Exercise directions — Could you copy each line of the entries that contains "point"?

Input —
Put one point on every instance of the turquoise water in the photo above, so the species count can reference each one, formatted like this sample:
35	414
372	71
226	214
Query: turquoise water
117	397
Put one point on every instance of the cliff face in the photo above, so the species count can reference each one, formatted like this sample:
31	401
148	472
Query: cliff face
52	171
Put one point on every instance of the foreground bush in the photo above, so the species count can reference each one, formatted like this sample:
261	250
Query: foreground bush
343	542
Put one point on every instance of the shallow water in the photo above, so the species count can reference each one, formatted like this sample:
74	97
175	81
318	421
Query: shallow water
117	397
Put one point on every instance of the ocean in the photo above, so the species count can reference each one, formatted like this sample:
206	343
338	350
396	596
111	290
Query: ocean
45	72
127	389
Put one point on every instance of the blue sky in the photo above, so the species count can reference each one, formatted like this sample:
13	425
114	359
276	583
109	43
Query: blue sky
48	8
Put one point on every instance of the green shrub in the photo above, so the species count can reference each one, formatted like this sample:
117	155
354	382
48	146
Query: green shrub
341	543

Answer —
Put one point on every instance of the turquoise water in the photo above, so the species count can reference each one, formatted like this sample:
Put one point on every instance of the cliff face in the photo above, so the species count can reference each one, formatted like this sample:
Put one point on every instance of the foreground bush in the photo above, so the species count can reference each one, formatted like this sample:
Put one point on every instance of the shallow water in the photo above, so the species count can reference each one, formatted like this sample:
Put one point on every instance of the ocean in the photo above, so the species count can reference each one, formatted like this sample:
Put one point on every instance of the blue sky in the photo above, so the species count can reference each one, formatted like this sample:
Put one point on every instance of the green shrub in the photo above, so the species count can reference each one, formatted like this sample:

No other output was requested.